__QUOTED PASSAGE__
3 min read
In the span of the last few years, you would’ve seen and felt the same thing that we did.
We are talking about the struggle of the life insurance industry.
In Europe, the industry is rapidly declining despite life insurance being one of the oldest financial products. A lot of life insurers in Britain that were in business 15 years ago no longer exist. [1]
Elsewhere around the globe, too, things aren’t very bright. Life insurers in China are struggling as premiums plummet. [2] In the US, the same decline of life insurance is shrouded in mystery. 27 million policies were bought in 1965. Same as in 2016. In this span, the population had increased by 50%! [3] Yet, policy purchase has not gone up.
In last week’s post, we explored what might be leading to this decline. Primary factors include the emergence of new technologies, changing customer expectations, and people’s money situation. The lengthy and inconvenient underwriting process also acts as a huge deterrent.
Shifting gears this week, let’s explore how the struggling life insurance industry can be stabilised and strengthened.
After the industrial revolution, we are now living in the technological revolution.
The birth of companies like Google, Amazon, and Apple have influenced customer expectations at a global level. Ease, convenience, and speed are the norms. Any company not keeping up with them is bound to fall back.
The insurance industry is, thus, facing increased and different expectations from its customers. Customers will only engage in conversation and business subject to certain conditions being met. In almost all cases, these are ease, convenience, and speed.
Technology has also shifted what needs to be protected and how it needs to be protected.
We keep bringing up the conversation of technology because, in today’s era, it is truly crucial to the success of a business.
But, if you are just catching up, where to start? How to integrate technology into an old business model? The business model will be overhauled because technology changes things from the ground up. So, where to begin?

__WHAT THIS EXERCISE ASKS__
[1] Answer these about the life insurance article:
(a) How many life insurance policies were bought in the US in 1965?
(b) By what percentage had the US population grown between 1965 and 2016?
(c) Which three companies are named as shaping customer expectations worldwide?
[2] Pick up the life insurance article after its last sentence and keep writing it.
The rows that come next are taken from a different source.

__DATA EXCERPTS__
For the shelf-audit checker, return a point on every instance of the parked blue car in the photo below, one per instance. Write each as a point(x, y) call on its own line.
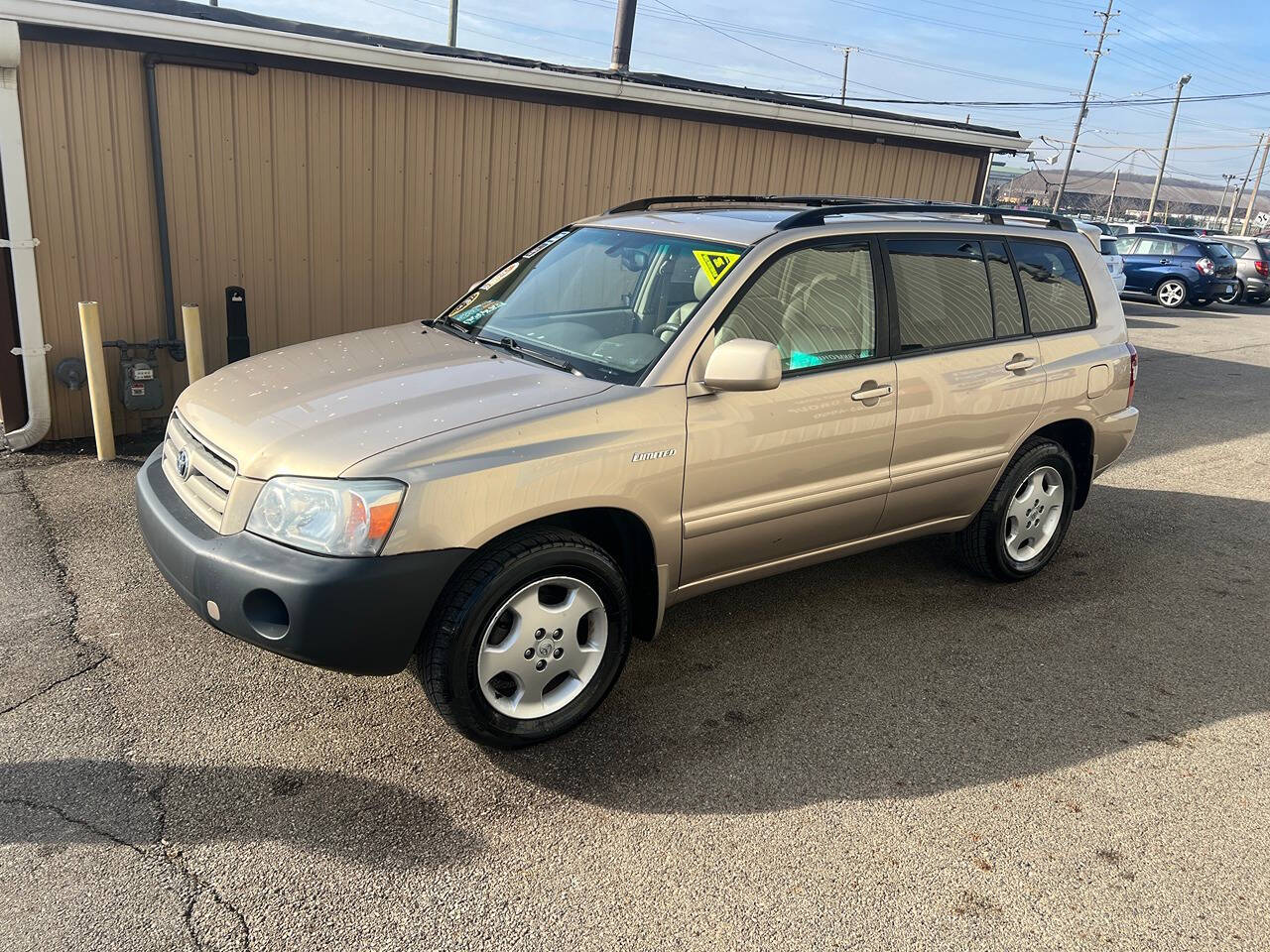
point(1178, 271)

...

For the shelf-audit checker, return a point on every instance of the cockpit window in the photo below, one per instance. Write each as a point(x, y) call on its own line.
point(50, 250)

...

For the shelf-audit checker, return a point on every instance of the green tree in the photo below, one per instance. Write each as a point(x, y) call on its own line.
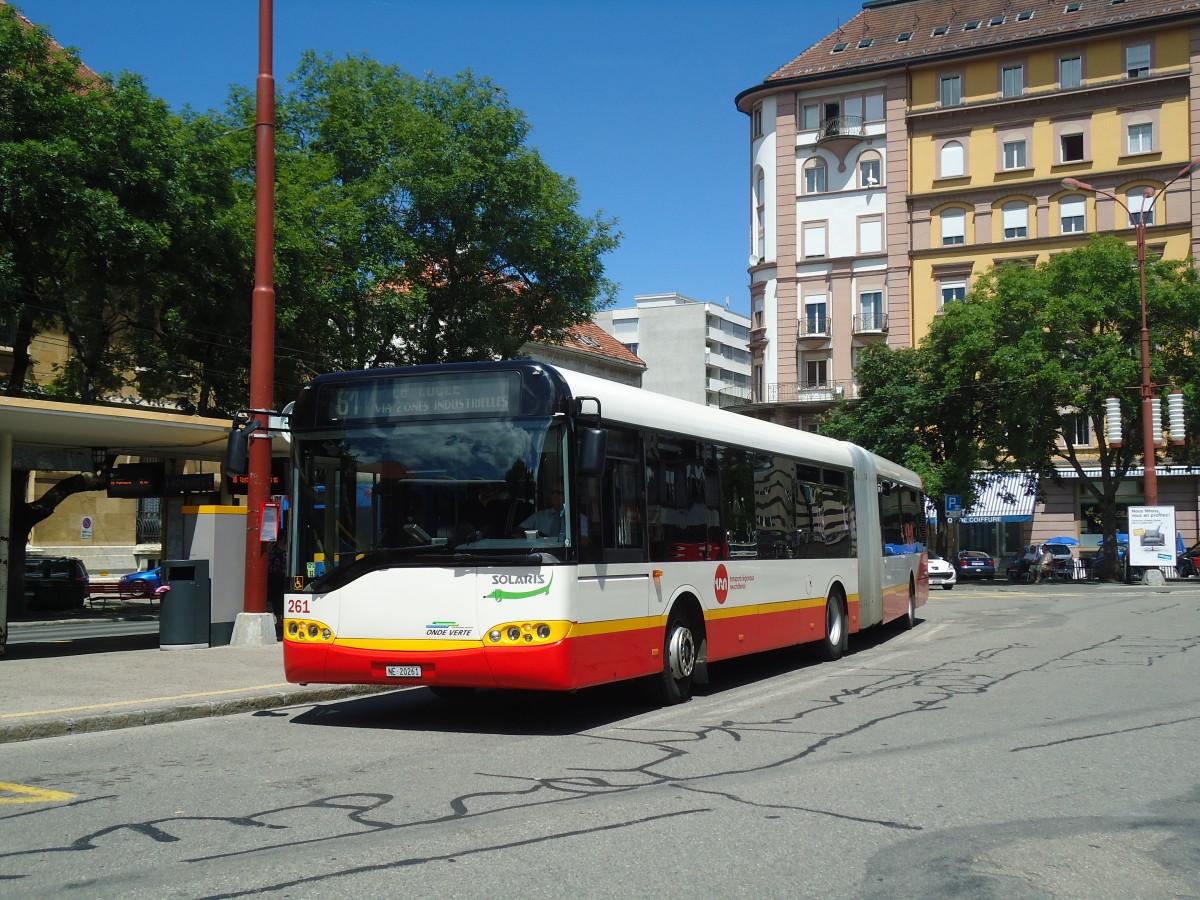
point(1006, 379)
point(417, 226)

__TASK-BY-TASK RESULTS__
[1]
(a) 27 million
(b) 50%
(c) Google, Amazon, and Apple

[2]
We give you a simple roadmap:
This is our modus operandi when working with clients as well. We begin from the end.
We decide the cake we want to make and then look up a recipe. We visualize the type of house we want and then call in an architect to draw up a blueprint. The final goal needs to be clarified for the process to begin.
So, begin by envisioning what kind of services do you want to provide? Which opportunities do you want to take advantage of? What kind of clients do you want?
Determine these things and then work backwards from there to decide which technology would be most helpful to reach those goals.
As a digitized insurance company, what position will you take in the insurance ecosystem? What will your own internal ecosystem look like once the technological changes land?
Use this envisioning exercise to plan your present and bring in the appropriate technologies/ support now.
For example, maybe you would like to increase customer engagement. Could you bring in better and instantaneous communication channels for that? Or maybe you would like to gain a competitive advantage over your competitors in your niche? Then analyse their structuring and workings. What do you think they could do better? What doesn’t seem to be working for them? Then implement the answers and solutions in your organisation.
Technology basics or rather SMAC- social, mobile, analytics, cloud- serve as the basis of the technological customer service era.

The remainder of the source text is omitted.